### Your goal
In the entries that follow, find the line containing "Could you put a marker on each instance of the water" and the line containing "point(76, 346)", then retype exactly the lines from the first through the second, pictures excluded.

───

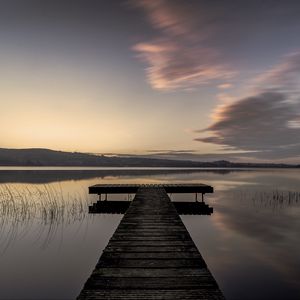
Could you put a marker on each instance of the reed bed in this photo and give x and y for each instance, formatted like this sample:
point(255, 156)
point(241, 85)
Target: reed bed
point(42, 210)
point(274, 199)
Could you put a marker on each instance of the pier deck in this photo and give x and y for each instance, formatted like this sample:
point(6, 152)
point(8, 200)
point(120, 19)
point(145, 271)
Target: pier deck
point(151, 256)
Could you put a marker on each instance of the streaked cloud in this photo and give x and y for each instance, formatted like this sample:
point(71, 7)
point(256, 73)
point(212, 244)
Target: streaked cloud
point(179, 57)
point(267, 122)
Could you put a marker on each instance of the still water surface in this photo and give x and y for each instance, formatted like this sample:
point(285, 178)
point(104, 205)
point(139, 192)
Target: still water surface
point(49, 244)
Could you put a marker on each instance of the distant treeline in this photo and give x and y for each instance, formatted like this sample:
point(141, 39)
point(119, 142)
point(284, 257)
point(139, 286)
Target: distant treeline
point(46, 157)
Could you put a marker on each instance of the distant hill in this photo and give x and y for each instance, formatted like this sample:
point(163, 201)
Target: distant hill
point(46, 157)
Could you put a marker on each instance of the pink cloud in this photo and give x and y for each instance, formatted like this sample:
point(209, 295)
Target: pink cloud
point(178, 58)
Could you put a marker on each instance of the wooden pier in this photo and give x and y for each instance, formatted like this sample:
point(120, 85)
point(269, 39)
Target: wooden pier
point(151, 254)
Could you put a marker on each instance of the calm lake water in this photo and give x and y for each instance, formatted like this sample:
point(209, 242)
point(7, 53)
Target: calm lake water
point(49, 244)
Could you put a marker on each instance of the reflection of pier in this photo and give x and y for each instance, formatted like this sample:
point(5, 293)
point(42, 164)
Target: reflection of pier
point(151, 254)
point(120, 207)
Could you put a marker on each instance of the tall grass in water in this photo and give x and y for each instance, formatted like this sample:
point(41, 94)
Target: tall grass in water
point(41, 210)
point(270, 199)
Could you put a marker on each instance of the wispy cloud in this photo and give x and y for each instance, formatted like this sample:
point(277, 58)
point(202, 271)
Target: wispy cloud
point(179, 56)
point(267, 122)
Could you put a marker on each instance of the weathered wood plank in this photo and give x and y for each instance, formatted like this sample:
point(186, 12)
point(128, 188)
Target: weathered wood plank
point(151, 256)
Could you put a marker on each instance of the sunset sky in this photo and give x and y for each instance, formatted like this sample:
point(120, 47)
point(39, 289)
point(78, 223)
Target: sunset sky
point(203, 80)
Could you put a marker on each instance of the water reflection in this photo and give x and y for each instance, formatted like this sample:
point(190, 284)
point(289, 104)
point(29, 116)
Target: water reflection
point(250, 243)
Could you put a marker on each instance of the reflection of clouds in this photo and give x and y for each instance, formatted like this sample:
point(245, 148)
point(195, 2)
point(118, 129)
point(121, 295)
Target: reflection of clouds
point(267, 235)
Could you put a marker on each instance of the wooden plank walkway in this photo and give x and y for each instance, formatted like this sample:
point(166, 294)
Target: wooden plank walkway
point(132, 188)
point(151, 256)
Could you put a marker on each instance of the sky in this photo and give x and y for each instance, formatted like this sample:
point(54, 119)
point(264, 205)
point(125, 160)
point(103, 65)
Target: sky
point(202, 80)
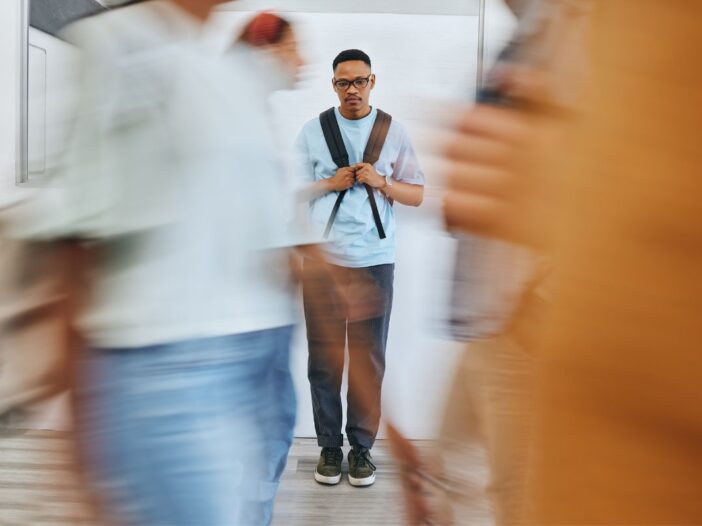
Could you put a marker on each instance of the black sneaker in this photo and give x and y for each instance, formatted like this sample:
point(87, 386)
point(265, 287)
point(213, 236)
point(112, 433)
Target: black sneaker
point(361, 467)
point(328, 470)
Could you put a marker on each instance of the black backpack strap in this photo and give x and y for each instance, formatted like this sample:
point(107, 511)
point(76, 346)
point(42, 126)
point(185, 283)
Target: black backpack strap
point(335, 143)
point(376, 141)
point(332, 134)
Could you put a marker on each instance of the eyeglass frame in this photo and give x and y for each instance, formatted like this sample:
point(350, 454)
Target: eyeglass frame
point(353, 82)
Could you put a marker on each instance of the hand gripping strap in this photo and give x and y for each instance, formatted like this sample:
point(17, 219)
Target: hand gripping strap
point(335, 143)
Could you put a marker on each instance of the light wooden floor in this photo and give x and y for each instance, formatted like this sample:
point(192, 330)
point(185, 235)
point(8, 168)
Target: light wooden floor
point(37, 488)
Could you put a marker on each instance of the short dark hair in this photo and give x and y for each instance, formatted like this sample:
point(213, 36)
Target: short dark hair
point(351, 54)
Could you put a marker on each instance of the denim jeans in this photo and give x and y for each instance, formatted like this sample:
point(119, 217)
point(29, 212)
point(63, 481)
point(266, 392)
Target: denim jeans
point(193, 433)
point(328, 329)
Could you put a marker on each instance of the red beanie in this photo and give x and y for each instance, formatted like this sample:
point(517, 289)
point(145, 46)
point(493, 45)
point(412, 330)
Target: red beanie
point(264, 29)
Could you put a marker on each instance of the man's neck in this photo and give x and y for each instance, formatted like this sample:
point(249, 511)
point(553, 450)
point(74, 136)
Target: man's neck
point(356, 115)
point(198, 9)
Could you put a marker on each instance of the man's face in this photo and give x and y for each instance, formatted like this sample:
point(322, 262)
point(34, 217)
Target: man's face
point(353, 98)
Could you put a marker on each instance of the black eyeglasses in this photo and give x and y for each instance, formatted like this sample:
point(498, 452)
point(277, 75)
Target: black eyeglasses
point(344, 84)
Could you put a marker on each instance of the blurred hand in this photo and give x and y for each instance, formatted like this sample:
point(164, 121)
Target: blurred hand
point(344, 179)
point(366, 174)
point(494, 183)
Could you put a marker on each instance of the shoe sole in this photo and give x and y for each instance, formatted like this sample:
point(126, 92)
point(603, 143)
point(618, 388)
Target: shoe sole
point(359, 483)
point(330, 481)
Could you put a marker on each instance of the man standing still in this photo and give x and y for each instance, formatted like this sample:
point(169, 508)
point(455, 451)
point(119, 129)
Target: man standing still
point(359, 162)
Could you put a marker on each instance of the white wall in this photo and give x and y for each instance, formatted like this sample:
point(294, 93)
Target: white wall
point(419, 60)
point(9, 97)
point(416, 58)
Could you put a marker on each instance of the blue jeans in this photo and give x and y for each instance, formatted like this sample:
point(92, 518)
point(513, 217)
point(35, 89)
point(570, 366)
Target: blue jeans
point(329, 327)
point(195, 433)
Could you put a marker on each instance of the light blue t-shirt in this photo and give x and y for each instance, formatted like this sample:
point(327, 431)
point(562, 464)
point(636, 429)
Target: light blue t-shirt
point(354, 240)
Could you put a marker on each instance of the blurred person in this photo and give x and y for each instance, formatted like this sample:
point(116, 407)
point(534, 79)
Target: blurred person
point(185, 405)
point(501, 288)
point(370, 165)
point(619, 362)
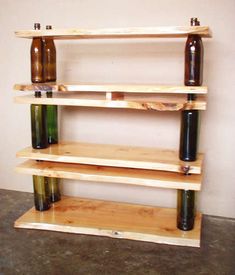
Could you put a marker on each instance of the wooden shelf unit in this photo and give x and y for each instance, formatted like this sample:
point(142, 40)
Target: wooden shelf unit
point(112, 219)
point(111, 163)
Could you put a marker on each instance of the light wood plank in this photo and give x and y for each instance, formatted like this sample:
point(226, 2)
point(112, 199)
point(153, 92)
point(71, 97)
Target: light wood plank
point(112, 219)
point(113, 155)
point(138, 177)
point(138, 32)
point(98, 101)
point(122, 88)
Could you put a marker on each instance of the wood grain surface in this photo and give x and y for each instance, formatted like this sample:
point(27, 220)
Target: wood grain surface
point(112, 219)
point(140, 177)
point(138, 32)
point(113, 155)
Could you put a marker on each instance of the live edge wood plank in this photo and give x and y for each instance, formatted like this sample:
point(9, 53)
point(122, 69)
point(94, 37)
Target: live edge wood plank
point(130, 176)
point(113, 155)
point(94, 101)
point(112, 219)
point(138, 32)
point(103, 88)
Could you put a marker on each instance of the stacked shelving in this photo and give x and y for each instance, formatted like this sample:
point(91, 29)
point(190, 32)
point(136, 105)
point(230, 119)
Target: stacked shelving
point(112, 163)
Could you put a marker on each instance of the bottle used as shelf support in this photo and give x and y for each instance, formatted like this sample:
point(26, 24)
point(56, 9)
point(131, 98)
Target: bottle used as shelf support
point(54, 189)
point(52, 121)
point(38, 125)
point(189, 135)
point(185, 209)
point(49, 58)
point(37, 58)
point(41, 193)
point(193, 71)
point(189, 126)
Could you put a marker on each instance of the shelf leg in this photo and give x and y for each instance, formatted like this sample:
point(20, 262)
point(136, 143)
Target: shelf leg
point(185, 209)
point(52, 130)
point(41, 193)
point(54, 189)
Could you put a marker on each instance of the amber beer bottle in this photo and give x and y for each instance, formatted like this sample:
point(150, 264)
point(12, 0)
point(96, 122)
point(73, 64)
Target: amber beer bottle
point(41, 193)
point(37, 58)
point(193, 60)
point(49, 59)
point(38, 125)
point(185, 209)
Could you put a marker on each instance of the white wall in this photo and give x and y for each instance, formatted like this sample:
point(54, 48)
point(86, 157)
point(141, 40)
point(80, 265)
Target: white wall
point(139, 61)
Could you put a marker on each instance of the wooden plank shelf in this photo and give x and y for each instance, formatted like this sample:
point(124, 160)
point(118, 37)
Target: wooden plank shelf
point(162, 103)
point(113, 155)
point(112, 219)
point(104, 88)
point(138, 32)
point(139, 177)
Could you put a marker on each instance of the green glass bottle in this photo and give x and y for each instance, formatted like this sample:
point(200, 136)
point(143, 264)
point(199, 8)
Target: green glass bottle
point(189, 135)
point(38, 125)
point(36, 53)
point(52, 122)
point(54, 189)
point(41, 193)
point(185, 209)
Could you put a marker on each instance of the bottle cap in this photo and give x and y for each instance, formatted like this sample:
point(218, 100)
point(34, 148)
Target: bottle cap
point(37, 94)
point(37, 26)
point(49, 94)
point(194, 21)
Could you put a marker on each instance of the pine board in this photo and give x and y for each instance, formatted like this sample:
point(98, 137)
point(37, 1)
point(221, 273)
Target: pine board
point(139, 177)
point(138, 32)
point(113, 155)
point(112, 219)
point(99, 101)
point(103, 88)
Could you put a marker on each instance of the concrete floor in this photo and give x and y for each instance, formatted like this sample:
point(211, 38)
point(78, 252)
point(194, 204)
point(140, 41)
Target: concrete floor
point(42, 252)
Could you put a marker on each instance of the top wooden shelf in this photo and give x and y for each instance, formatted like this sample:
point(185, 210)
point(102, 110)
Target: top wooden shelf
point(144, 32)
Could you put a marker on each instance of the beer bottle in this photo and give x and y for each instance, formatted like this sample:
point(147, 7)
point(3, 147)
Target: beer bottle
point(54, 189)
point(193, 58)
point(189, 135)
point(49, 59)
point(38, 125)
point(41, 193)
point(52, 121)
point(37, 58)
point(185, 209)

───

### Response
Could you put a marker on each instance of the water reflection in this photo and give x and y for each instance, formatted like this sample:
point(190, 284)
point(289, 104)
point(29, 116)
Target: water reflection
point(250, 243)
Could you put a marker on each instance of the reflection of clouds in this photo and give x and y for each instance, formatted like this sample:
point(245, 148)
point(195, 2)
point(118, 129)
point(121, 295)
Target: reflection of clouds
point(267, 235)
Could you put a marker on each instance of the wooden plank walkway in this photo and give x and y for each instance, formatted like this sample:
point(166, 294)
Target: wooden plank walkway
point(132, 188)
point(151, 256)
Could you put a marker on each instance of the sky in this photo and give x and y for each instance, formatted like this sample:
point(54, 119)
point(264, 205)
point(125, 160)
point(103, 65)
Target: sky
point(202, 80)
Could you put a marker on each instance of the black sneaker in this photo and give x and y for each instance, formatted like this sample:
point(87, 386)
point(265, 287)
point(213, 236)
point(112, 433)
Target: black sneaker
point(361, 467)
point(328, 470)
Could you put a marker on each instance of the black backpack strap in this photo and give x and y for each instance, formatted like this sample:
point(107, 511)
point(76, 346)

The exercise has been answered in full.